─── INFORMATION GIVEN

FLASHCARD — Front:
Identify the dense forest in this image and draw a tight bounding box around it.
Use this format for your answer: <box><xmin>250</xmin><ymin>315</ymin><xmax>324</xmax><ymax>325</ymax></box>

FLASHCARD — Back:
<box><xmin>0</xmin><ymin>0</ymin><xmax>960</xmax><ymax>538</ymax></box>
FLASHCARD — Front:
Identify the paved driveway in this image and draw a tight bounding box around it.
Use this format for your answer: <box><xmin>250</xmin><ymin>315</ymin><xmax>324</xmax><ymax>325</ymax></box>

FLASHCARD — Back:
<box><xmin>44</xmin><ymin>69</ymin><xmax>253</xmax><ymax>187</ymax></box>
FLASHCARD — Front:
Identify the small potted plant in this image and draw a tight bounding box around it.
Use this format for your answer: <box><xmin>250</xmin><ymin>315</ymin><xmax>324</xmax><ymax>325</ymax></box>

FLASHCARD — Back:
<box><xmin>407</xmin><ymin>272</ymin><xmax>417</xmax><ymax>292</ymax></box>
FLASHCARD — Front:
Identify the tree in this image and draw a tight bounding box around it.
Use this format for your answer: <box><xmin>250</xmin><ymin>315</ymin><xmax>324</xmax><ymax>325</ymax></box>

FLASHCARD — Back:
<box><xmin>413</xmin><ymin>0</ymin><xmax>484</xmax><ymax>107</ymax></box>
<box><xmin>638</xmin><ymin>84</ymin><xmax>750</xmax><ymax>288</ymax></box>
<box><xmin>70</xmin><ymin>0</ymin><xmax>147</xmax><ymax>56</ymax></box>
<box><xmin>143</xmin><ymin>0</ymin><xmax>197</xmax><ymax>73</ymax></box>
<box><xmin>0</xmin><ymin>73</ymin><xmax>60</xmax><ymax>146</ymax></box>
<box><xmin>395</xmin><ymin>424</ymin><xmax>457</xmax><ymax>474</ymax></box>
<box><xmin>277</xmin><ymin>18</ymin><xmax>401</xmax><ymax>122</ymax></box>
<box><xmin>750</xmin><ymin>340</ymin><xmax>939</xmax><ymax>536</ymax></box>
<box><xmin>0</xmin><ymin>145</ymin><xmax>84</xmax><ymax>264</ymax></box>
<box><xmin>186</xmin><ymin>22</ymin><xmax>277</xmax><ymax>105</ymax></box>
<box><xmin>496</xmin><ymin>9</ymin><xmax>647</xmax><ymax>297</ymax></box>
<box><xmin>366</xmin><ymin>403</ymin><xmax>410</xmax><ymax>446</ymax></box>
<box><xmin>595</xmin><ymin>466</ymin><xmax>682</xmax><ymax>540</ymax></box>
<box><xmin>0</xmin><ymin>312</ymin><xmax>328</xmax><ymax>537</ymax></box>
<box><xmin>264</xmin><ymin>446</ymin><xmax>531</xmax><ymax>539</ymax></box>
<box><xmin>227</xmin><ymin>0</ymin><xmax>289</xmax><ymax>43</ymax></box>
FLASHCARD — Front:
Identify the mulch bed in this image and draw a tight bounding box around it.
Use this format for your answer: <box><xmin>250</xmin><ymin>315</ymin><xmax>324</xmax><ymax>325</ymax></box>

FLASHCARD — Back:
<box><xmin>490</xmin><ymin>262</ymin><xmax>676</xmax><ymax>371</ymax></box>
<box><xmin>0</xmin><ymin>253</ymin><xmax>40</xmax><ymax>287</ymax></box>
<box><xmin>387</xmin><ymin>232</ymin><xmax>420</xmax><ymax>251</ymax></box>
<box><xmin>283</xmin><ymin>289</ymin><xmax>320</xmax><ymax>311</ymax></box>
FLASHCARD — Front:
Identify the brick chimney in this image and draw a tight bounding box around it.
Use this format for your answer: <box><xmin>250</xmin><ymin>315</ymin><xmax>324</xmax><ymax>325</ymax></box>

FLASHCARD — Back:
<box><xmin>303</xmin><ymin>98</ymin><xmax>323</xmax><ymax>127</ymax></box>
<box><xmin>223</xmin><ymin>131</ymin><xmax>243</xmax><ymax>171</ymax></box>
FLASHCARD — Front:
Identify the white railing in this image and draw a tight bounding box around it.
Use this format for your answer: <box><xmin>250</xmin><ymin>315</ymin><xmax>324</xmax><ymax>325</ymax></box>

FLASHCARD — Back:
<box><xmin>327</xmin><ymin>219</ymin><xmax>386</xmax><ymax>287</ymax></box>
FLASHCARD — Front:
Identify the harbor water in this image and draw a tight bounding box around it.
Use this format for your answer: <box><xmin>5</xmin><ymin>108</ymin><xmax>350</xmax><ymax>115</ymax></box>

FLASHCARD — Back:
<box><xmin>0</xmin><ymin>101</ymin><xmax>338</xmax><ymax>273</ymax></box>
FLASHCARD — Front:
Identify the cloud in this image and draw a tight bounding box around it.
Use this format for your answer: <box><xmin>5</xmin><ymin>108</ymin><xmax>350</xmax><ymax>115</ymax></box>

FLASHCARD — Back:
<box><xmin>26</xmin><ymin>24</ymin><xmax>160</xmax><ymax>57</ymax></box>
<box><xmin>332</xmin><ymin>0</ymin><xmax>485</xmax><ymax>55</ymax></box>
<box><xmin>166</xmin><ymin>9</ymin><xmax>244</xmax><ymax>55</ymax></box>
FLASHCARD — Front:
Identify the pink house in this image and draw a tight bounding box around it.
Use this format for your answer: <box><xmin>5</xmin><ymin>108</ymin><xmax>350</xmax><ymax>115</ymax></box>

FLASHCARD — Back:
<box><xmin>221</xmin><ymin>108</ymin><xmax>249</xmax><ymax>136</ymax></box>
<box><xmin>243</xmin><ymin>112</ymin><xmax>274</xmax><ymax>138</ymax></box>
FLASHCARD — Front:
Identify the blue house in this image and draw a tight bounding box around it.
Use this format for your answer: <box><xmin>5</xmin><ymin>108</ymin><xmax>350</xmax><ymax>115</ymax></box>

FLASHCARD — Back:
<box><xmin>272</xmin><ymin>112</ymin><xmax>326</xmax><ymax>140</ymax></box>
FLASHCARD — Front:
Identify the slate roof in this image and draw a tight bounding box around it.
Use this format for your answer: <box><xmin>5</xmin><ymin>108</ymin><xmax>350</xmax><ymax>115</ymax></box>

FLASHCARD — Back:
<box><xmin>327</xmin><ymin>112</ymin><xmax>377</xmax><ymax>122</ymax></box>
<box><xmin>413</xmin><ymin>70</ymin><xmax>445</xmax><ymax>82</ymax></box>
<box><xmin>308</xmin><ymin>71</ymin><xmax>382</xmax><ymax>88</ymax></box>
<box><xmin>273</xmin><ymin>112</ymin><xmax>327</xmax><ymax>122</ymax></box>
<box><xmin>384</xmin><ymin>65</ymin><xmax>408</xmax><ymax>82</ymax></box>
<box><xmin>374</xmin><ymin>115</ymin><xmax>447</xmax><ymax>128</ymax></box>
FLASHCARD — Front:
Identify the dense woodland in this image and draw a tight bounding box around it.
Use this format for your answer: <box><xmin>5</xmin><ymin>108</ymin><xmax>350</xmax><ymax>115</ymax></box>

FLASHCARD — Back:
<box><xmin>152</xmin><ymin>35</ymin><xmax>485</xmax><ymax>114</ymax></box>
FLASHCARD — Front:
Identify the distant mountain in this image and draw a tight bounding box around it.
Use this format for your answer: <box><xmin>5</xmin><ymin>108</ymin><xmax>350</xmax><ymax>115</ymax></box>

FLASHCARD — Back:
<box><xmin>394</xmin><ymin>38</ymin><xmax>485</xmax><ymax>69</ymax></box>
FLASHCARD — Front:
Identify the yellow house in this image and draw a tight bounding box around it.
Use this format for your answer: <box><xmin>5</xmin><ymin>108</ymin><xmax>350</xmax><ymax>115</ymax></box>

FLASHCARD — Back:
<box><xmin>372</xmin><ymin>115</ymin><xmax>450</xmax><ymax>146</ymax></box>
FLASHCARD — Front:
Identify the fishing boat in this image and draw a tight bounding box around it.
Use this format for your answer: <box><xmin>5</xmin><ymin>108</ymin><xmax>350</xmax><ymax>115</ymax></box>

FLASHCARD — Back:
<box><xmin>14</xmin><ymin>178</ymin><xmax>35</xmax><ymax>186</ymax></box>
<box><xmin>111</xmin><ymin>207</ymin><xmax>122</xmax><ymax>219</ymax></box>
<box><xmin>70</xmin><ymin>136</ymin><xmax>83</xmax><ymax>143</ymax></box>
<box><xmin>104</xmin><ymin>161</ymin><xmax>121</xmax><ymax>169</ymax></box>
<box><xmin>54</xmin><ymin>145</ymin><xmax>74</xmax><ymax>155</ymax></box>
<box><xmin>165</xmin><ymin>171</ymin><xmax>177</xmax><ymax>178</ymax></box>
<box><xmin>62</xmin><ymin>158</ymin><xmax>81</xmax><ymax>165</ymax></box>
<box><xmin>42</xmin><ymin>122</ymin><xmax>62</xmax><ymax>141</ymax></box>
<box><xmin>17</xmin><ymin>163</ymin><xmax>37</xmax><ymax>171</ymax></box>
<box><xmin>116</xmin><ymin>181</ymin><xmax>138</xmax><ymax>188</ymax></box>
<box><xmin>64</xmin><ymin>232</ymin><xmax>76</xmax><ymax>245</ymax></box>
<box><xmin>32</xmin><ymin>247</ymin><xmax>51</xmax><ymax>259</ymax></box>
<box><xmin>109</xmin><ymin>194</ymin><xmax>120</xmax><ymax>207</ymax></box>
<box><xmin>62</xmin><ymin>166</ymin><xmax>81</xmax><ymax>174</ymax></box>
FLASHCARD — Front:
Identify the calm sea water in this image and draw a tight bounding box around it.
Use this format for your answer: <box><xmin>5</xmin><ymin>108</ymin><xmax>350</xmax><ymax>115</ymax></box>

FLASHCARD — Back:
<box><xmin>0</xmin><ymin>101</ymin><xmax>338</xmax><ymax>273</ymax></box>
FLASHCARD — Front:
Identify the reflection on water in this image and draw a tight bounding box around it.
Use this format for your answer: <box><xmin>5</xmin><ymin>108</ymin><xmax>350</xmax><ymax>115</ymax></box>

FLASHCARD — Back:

──────

# INSTRUCTION
Collect every line of the records above that contains the word "dense".

# OUTPUT OF THE TASK
Identify the dense forest in this image and draw a tight bounding box around it.
Identify the dense woodland in this image and draw a tight bounding box around it.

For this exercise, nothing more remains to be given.